Killer Joe continues through Feb. 28 at Profiles Theatre, 4147 N. Broadway, Chicago. www.profilestheatre.org (And also don’t forget to check out Tracy Letts’ work as an actor. He’s great in American Buffalo, which continues through Feb. 14 at Steppenwolf.)

Best plays of 2009

We’re already 11 days into the new year, but I’m still catching up on my “best of 2009” lists. I’m waiting a week or so before I do a list of the year’s best films, since I’m still seeing some 2009 movies. (And as always, some films from the previous year straggle into Chicago after Jan. 1, raising the question of whether they belong on last year’s list.) Here are my picks for the 12 best plays I saw in Chicago in 2009.

ROUW SIERT ELECTRA (MOURNING BECOMES ELECTRA) by Eugene O’Neill, directed by Ivo Van Hove, at the Goodman Theatre. (Photo by Jan Versweyveld.) Eugene O’Neill translated into Dutch with supertitles? Sounds esoteric, but the acting by the Toneelgroep Amsterdam troupe was so visceral it felt like a slap in the face.

AN APOLOGY FOR THE COURSE AND OUTCOME OF CERTAIN EVENTS DELIVERED BY DOCTOR JOHN FAUSTUS ON THIS HIS FINAL EVENING by Mickle Maher, Theater Oobleck at the Chopin Theatre. (Photo by Kristin Basta.) This existential black comedy made terrific use of a basement performance space, making audience members feel like they were part of some strange ritual.

THE ELABORATE ENTRANCE OF CHAD DEITY by Kristoffer Diaz, directed by Edward Torres, at Victory Gardens Theater. (Photo by Liz Lauren.) This was more fun than any show in 2009, even for someone like me who hates wrestling.

THE MYSTERY OF IRMA VEP by Charles Ludlam, directed by Sean Graney, at Court Theatre. (Photo by Michael Brosilow.) Another blast of fun, with lots of quick-change comedy by the marvelous Erik Hellman and Chris Sullivan.

THE OVERWHELMING by J.T. Rogers, directed by Kimberly Senior, at Next Theatre. This smart political drama set in Africa built to a climax with a hair-raising feeling of danger.

ANIMAL CRACKERS by George S. Kaufman and Morrie Ryskind, music and lyrics by Bert Kalmar and Harry Ruby, adapted and directed by Henry Wishcamper, at the Goodman Theatre. (Photo by Eric Y. Exit.) Completely retro, and highly entertaining. The next best thing to seeing the actual Marx Brothers.

BLACKBIRD by David Harrower, directed by Dennis Zacek, at Victory Gardens Theater. (Photo by Liz Lauren.) A disturbing two-character drama starring two superb actors, Mattie Hawkinson and William L. Peterson, at their best.

### Stored rows:
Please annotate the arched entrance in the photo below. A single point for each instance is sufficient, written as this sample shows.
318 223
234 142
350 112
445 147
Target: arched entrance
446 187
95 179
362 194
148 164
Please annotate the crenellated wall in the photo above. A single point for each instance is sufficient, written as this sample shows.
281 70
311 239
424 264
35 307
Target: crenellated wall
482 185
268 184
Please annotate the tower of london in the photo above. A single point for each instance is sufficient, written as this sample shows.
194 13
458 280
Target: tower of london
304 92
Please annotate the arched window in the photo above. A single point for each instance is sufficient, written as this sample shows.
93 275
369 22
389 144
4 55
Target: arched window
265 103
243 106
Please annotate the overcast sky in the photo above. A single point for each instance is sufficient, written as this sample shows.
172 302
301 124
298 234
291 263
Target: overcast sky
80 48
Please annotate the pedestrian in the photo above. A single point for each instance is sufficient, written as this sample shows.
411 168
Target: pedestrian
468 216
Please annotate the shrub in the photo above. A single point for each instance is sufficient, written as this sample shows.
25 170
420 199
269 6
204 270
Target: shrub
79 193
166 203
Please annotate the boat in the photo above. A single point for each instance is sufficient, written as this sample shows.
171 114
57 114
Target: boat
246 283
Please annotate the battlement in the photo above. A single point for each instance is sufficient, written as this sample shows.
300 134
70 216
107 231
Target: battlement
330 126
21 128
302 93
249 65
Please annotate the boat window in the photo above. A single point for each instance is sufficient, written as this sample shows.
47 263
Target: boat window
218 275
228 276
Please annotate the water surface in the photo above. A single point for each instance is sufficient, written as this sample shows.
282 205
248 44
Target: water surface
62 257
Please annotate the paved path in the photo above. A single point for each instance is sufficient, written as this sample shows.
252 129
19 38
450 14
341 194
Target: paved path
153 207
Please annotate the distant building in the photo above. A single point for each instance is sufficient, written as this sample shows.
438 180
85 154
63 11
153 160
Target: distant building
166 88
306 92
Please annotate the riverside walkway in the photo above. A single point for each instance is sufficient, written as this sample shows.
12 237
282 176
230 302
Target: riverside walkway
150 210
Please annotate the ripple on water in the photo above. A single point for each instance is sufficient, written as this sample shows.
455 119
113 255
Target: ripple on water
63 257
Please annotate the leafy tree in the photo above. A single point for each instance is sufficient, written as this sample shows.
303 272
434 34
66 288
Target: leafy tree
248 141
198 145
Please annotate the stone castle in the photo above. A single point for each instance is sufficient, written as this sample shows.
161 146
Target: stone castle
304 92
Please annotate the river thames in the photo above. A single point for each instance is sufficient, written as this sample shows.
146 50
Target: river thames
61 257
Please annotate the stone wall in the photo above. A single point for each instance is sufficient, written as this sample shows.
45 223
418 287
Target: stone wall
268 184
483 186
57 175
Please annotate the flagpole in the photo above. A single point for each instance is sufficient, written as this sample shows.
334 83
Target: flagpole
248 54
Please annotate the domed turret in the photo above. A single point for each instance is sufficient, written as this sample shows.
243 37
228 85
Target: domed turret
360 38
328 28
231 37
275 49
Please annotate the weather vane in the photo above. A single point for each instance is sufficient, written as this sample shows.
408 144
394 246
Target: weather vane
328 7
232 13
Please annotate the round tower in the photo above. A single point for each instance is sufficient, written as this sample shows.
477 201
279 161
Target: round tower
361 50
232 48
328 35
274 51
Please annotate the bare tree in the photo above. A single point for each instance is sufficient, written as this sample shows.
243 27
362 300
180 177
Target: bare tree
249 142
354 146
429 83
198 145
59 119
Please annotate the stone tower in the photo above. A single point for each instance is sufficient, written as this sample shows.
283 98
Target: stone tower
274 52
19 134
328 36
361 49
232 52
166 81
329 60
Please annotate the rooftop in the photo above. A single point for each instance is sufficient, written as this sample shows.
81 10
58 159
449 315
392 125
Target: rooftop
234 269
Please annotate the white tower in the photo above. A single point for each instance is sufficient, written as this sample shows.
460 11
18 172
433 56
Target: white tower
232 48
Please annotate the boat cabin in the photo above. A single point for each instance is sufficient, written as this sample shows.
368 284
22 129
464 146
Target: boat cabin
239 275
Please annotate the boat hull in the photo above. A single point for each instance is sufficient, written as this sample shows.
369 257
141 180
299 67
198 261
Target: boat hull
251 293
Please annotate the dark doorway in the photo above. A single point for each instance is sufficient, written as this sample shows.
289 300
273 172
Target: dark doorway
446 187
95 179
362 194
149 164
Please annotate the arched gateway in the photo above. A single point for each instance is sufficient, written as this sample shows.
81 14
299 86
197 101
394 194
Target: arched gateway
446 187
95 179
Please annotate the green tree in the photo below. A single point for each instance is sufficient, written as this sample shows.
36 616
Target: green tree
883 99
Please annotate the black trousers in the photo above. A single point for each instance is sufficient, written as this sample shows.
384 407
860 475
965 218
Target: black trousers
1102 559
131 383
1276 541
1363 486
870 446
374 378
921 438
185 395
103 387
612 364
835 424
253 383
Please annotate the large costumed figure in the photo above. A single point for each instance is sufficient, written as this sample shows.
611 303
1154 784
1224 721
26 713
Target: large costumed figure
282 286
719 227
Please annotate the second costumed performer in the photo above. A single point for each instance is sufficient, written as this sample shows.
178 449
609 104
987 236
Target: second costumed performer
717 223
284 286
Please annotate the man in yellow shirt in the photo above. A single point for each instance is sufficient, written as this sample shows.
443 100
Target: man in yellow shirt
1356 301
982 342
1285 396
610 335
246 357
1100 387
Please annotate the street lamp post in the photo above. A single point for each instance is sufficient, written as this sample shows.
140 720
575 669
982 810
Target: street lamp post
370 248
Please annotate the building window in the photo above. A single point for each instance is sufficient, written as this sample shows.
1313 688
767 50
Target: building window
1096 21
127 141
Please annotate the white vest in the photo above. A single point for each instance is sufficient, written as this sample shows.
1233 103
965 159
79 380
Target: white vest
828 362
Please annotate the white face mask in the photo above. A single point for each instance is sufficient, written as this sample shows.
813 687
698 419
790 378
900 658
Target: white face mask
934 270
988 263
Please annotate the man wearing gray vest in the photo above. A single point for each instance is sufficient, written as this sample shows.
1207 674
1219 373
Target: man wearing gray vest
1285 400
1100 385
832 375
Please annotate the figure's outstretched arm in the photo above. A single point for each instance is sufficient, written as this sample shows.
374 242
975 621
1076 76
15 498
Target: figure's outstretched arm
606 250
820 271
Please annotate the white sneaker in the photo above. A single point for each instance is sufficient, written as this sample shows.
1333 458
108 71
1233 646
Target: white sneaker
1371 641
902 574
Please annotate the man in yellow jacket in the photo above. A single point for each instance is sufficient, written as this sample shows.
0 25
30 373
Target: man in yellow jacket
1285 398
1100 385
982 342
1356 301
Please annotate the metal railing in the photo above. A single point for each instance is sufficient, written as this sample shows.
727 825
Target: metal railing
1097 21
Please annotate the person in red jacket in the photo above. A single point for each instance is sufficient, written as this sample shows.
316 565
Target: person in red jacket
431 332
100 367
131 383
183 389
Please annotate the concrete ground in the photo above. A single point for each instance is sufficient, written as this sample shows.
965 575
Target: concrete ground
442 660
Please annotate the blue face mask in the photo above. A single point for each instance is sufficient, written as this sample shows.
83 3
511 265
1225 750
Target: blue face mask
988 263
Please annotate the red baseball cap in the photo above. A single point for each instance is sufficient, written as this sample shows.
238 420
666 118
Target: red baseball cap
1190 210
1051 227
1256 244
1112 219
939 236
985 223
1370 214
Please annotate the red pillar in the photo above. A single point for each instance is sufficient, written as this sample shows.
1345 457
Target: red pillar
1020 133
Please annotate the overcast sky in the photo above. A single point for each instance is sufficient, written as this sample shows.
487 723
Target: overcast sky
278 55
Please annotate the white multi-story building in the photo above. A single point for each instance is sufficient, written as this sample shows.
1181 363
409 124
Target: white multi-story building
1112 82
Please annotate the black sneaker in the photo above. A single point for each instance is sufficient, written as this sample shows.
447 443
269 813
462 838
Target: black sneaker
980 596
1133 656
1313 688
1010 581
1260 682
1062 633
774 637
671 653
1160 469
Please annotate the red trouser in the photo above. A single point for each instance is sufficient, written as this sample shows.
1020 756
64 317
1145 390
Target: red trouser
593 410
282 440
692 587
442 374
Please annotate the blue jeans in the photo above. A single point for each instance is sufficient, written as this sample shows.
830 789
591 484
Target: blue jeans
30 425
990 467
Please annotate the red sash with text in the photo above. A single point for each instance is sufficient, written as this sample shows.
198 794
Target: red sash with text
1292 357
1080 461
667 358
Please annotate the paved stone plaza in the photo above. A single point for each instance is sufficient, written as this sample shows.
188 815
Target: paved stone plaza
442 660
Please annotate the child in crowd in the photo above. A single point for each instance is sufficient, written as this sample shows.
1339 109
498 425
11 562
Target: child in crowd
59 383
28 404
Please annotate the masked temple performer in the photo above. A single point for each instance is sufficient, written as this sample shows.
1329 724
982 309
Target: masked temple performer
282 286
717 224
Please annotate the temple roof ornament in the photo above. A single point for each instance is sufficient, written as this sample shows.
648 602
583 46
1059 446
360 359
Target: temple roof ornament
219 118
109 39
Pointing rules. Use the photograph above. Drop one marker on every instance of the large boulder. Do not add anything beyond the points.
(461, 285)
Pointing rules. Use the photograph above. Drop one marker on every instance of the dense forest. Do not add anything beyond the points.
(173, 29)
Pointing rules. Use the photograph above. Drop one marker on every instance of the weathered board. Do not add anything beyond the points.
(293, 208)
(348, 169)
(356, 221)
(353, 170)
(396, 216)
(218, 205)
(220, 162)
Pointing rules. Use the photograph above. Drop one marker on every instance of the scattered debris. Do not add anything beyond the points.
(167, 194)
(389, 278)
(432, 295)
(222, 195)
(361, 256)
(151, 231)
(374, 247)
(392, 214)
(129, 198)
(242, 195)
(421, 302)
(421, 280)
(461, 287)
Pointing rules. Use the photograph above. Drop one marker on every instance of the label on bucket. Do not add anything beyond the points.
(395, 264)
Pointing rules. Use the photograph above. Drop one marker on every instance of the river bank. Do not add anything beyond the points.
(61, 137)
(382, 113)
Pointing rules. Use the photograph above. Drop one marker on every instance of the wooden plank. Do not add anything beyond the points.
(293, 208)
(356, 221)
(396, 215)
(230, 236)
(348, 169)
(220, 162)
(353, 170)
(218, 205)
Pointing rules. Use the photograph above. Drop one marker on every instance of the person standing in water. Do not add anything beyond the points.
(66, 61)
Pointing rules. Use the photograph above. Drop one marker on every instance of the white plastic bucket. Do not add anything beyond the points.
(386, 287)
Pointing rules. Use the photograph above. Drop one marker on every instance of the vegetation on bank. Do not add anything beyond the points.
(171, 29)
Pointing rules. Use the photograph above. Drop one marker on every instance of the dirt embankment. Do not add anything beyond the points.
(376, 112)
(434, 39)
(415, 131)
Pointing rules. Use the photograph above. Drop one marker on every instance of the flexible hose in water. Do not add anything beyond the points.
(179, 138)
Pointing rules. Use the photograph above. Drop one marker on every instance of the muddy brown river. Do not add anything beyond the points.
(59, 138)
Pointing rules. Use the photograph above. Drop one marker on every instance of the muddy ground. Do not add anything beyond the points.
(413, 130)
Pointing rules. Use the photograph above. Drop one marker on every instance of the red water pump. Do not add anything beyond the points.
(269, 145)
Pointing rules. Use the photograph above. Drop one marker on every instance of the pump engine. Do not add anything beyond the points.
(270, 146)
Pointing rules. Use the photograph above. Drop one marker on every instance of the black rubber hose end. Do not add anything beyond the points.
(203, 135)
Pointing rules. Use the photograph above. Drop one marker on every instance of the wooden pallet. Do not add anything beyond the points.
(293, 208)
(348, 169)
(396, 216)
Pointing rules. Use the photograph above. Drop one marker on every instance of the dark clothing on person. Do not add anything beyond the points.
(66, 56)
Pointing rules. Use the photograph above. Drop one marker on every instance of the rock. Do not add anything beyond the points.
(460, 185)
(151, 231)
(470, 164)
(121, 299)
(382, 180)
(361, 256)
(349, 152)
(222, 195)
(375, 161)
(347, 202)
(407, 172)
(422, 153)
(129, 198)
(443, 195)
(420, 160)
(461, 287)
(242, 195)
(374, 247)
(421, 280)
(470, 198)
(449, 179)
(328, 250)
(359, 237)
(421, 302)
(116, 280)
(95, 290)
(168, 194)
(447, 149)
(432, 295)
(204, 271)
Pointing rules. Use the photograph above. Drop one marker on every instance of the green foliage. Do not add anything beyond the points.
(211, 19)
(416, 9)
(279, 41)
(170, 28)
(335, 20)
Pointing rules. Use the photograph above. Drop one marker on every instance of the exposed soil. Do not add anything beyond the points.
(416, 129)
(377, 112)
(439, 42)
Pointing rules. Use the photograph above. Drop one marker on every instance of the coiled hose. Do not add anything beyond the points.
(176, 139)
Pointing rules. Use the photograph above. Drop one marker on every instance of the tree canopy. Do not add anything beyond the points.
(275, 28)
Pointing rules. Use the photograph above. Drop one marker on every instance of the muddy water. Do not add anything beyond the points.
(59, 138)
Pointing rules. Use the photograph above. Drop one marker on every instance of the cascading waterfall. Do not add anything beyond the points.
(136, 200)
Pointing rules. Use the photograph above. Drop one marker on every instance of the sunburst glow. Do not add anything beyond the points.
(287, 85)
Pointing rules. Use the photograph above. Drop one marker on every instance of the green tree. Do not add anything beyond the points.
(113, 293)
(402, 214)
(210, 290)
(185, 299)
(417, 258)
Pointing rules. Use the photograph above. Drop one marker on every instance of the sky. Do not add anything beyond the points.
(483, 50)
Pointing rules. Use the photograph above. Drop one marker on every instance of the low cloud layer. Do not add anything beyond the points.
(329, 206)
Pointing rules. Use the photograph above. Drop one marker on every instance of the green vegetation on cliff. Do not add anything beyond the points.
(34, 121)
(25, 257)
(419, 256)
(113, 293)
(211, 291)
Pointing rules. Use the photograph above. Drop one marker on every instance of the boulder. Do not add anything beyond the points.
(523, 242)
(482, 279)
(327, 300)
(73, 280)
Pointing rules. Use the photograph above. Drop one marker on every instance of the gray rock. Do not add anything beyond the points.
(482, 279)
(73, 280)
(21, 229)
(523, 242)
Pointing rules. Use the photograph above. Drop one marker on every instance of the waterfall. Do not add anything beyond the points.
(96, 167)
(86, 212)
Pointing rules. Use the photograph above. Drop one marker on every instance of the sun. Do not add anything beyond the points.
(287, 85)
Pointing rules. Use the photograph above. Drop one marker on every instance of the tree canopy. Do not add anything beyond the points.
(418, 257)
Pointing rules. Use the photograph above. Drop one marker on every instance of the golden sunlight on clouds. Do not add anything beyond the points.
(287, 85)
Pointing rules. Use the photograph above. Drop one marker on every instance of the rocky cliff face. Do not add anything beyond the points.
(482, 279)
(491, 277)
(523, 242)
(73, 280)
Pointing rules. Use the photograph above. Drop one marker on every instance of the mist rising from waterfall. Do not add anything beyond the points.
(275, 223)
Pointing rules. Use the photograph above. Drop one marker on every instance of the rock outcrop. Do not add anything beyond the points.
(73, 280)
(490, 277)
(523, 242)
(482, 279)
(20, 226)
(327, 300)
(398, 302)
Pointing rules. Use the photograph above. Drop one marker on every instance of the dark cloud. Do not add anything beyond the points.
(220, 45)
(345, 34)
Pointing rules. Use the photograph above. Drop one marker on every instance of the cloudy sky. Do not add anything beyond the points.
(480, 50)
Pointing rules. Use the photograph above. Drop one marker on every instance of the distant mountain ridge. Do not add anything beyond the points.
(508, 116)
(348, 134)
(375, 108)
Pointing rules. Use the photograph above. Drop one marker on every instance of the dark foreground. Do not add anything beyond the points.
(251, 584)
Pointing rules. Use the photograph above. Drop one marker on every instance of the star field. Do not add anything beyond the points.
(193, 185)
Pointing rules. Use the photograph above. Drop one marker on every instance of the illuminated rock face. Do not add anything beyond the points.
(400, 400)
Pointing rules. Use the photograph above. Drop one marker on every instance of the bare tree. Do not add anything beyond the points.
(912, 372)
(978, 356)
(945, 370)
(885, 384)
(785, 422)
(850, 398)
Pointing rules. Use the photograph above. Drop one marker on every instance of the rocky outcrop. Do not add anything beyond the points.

### Stated problem:
Retype word for word the passage of the best-plays post that opens with the words containing "ROUW SIERT ELECTRA" and closes with "in the face.".

### Complete response:
ROUW SIERT ELECTRA (MOURNING BECOMES ELECTRA) by Eugene O’Neill, directed by Ivo Van Hove, at the Goodman Theatre. (Photo by Jan Versweyveld.) Eugene O’Neill translated into Dutch with supertitles? Sounds esoteric, but the acting by the Toneelgroep Amsterdam troupe was so visceral it felt like a slap in the face.